-- EXERCISE TASK --
Copy the blog post on New Year questions word for word, everything from "2).  Will the" down to "his drunken stupors.".

-- EXCERPTED TEXT --
== == ==
20 Questions for the New Year

A few days into the new year, I'm realizing 2013 has left me with a few cliffhangers...  

Current Ponderings:

1).  Will the Chanel Boy Bag cause hoards of bloggers and fashionatics to shelve their beloved Celines next to their practically prehistoric Balenciagas?


2).  Will the Chanel espadrille become the new it-shoe despite impracticalities due to those inconveniences called seasons?


3).  And what will the crunchies do when they find out that Chanel will never donate a pair to an African Child?? 


4).  Will Lululemon recover from the backlash of the yoga pant scandal of the past year?
Perhaps Rob Ford would make a better CEO if his reelection doesn't work out, despite his antics during his drunken stupors. 
Hell, maybe crack helps in the creativity department?
== == ==
[Data listing]
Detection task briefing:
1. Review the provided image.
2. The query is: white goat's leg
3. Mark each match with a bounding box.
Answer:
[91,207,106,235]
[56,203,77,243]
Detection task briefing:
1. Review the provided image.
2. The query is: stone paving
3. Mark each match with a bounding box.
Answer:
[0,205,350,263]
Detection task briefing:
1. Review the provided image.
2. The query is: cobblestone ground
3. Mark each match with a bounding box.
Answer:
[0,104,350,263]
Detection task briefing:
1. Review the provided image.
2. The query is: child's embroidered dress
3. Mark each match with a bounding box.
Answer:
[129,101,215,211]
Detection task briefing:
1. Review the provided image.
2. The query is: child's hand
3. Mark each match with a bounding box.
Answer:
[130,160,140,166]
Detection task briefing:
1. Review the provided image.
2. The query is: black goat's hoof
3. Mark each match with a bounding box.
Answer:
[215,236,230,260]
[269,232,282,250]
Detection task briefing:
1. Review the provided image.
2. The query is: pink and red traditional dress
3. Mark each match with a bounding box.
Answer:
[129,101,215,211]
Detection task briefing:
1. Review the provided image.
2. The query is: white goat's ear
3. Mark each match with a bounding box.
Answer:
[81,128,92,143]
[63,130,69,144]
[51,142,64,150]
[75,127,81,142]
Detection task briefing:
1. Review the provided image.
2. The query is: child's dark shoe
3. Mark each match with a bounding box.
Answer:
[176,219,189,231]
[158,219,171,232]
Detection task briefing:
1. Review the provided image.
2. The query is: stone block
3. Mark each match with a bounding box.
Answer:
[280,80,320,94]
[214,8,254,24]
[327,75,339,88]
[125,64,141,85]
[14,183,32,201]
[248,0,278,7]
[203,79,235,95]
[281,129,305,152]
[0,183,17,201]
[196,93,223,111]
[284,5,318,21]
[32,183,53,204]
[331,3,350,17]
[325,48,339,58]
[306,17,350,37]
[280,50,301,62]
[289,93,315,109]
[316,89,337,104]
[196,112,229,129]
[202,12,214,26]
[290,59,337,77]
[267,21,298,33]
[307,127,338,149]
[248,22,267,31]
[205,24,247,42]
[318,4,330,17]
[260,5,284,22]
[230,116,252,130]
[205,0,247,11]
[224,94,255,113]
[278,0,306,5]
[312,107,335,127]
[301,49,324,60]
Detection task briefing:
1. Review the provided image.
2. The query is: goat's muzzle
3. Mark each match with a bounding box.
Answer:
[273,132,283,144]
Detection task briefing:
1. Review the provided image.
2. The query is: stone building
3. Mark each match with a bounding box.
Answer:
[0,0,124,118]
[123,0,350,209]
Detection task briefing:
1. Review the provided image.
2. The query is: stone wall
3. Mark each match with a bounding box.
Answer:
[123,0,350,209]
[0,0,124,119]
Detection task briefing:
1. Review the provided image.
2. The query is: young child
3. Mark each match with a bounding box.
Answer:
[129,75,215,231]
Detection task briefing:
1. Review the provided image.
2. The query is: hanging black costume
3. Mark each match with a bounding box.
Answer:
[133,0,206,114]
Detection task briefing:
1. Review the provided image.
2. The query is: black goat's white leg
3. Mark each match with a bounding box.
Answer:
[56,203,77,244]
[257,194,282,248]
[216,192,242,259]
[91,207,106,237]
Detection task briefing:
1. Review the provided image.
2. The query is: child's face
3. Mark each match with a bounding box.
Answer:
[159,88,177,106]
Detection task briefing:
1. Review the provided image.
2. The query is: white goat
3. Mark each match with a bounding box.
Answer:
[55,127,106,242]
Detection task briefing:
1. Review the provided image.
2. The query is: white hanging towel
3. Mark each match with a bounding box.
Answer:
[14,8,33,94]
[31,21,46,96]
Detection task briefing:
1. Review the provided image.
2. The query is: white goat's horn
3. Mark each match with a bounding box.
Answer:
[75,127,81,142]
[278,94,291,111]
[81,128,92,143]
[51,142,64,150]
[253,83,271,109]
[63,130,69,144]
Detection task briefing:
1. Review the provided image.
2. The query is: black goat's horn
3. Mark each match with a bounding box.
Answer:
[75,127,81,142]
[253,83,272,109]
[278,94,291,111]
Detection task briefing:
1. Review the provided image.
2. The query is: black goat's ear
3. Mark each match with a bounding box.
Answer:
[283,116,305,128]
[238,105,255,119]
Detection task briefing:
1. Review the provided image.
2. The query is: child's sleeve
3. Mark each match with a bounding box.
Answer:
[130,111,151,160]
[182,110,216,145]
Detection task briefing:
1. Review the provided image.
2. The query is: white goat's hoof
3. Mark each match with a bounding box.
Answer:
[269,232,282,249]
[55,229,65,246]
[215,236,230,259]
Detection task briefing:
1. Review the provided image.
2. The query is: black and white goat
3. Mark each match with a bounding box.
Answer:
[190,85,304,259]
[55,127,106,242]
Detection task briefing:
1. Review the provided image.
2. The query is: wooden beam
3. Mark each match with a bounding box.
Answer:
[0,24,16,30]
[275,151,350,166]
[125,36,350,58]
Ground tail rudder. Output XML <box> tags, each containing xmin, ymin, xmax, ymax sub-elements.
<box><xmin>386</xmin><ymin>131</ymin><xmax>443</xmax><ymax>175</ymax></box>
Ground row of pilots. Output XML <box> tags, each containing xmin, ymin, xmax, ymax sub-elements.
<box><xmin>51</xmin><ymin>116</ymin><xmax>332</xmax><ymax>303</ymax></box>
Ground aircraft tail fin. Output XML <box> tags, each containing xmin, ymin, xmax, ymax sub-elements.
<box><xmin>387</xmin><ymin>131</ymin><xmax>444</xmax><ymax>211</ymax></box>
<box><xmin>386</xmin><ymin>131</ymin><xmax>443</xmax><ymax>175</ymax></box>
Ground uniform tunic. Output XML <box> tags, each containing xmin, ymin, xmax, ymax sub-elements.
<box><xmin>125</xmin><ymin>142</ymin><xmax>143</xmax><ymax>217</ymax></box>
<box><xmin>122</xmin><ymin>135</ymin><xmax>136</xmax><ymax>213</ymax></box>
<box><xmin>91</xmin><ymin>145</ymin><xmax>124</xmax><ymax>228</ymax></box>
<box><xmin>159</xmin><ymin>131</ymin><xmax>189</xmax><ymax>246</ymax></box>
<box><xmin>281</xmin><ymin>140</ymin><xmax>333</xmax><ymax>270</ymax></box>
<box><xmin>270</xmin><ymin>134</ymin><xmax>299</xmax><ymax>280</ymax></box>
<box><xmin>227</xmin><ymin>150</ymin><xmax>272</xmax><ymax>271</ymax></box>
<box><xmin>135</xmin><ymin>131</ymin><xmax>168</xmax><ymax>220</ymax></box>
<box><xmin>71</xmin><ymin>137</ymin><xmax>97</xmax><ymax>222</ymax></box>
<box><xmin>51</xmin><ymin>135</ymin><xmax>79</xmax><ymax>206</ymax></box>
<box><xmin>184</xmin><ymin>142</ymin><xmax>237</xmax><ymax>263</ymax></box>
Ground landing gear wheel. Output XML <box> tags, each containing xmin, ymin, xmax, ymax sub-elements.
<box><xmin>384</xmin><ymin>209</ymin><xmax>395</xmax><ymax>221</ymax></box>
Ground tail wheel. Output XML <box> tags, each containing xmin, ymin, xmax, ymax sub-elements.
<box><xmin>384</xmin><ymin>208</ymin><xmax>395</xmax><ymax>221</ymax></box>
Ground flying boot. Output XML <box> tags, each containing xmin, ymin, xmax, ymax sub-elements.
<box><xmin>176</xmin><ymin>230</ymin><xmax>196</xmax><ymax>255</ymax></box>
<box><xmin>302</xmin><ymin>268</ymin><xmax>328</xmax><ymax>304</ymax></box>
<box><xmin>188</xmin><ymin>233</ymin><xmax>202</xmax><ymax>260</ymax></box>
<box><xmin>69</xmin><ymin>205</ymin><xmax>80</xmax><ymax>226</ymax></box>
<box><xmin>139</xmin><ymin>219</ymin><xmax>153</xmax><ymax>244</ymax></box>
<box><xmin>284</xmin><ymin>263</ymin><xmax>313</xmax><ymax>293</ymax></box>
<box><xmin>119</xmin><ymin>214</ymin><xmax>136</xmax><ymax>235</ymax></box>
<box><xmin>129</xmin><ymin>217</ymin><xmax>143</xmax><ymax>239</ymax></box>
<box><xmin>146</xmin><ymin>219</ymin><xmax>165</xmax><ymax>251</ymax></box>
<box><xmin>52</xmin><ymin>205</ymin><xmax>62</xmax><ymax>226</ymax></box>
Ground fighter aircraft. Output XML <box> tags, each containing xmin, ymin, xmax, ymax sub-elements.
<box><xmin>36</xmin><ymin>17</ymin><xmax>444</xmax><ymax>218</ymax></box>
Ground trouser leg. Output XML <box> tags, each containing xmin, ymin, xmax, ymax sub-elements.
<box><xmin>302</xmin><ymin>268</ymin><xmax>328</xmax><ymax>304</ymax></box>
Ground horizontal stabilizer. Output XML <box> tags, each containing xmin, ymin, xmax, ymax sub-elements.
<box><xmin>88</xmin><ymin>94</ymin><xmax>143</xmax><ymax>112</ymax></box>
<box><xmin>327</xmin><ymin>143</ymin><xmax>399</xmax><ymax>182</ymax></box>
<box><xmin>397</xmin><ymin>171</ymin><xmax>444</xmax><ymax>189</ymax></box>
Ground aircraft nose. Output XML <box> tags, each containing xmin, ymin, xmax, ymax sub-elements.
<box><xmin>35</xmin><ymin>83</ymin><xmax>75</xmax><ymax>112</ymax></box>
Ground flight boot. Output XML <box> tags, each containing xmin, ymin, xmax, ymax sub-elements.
== == ==
-- EXPECTED OUTPUT --
2).  Will the Chanel espadrille become the new it-shoe despite impracticalities due to those inconveniences called seasons?


3).  And what will the crunchies do when they find out that Chanel will never donate a pair to an African Child?? 


4).  Will Lululemon recover from the backlash of the yoga pant scandal of the past year?
Perhaps Rob Ford would make a better CEO if his reelection doesn't work out, despite his antics during his drunken stupors.